YOUR GOAL
Turn every line of the records below into a numbered list, skipping any blank lines.

GIVEN ENTRIES

::::::

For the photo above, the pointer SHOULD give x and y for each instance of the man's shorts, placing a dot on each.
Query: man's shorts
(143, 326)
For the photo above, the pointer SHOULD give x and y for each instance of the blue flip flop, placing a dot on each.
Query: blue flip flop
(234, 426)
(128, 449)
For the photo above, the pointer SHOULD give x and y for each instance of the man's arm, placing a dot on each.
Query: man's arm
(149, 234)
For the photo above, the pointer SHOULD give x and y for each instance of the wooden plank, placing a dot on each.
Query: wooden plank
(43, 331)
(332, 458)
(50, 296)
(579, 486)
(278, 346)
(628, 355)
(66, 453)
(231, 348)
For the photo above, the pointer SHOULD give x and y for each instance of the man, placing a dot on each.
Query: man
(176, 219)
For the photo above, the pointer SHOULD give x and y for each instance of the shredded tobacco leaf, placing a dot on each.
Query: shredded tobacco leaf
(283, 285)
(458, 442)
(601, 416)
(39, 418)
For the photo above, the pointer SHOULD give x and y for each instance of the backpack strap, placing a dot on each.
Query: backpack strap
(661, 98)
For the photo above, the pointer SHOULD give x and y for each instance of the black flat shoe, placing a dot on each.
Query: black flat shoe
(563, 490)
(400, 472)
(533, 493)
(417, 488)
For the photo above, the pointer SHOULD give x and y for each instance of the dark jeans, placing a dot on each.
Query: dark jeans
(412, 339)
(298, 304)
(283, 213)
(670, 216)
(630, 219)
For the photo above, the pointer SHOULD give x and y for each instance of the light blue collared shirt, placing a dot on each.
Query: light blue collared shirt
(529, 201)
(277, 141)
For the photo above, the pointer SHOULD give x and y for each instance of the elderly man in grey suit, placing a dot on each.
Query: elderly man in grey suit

::::::

WRITTEN ANSWER
1. For the photo above, the pointer SHOULD give x and y for each instance of the man's shorts, placing a dot on each.
2. Query: man's shorts
3. (143, 326)
4. For the photo above, the pointer SHOULD give x and y for each instance of the blue flip flop, placing a dot on each.
5. Query: blue flip flop
6. (234, 426)
7. (128, 449)
8. For the photo above, the pointer SHOULD give x and y for each instance of the man's arm, placing a dot on each.
9. Query: man's arm
10. (149, 234)
11. For the photo above, the pointer SHOULD give x and y for each instance of the wooden plank, placing a dot on each.
12. Query: wooden plank
13. (43, 331)
14. (332, 458)
15. (50, 296)
16. (579, 486)
17. (278, 346)
18. (628, 355)
19. (66, 453)
20. (231, 348)
21. For the photo above, the pointer SHOULD give x and y for each instance of the man, placing a dot on each.
22. Query: man
23. (176, 219)
24. For the photo above, the pointer SHOULD give x and y for each instance of the shredded tobacco leaf, placing a dot on each.
25. Query: shredded tobacco leaf
26. (283, 285)
27. (458, 442)
28. (601, 416)
29. (39, 418)
30. For the photo above, the pointer SHOULD give x and y for each instance of the backpack strap, placing a dot on each.
31. Query: backpack strap
32. (661, 98)
33. For the photo above, the pointer SHOULD give x and y for each instance of the black flat shoe, placing a dot on each.
34. Query: black flat shoe
35. (563, 490)
36. (400, 472)
37. (533, 493)
38. (417, 488)
39. For the photo above, the pointer SHOULD give x and y for each instance of the dark jeans, placing a dot on each.
40. Query: dark jeans
41. (412, 339)
42. (298, 304)
43. (283, 213)
44. (670, 216)
45. (630, 219)
46. For the photo above, the pointer SHOULD give x and y for each instance of the light blue collared shirt, placing a dot on each.
47. Query: light blue collared shirt
48. (529, 201)
49. (277, 141)
50. For the photo above, the pointer SHOULD give x and y for each instance of the elderly man in grey suit, placing a dot on each.
51. Query: elderly man in grey suit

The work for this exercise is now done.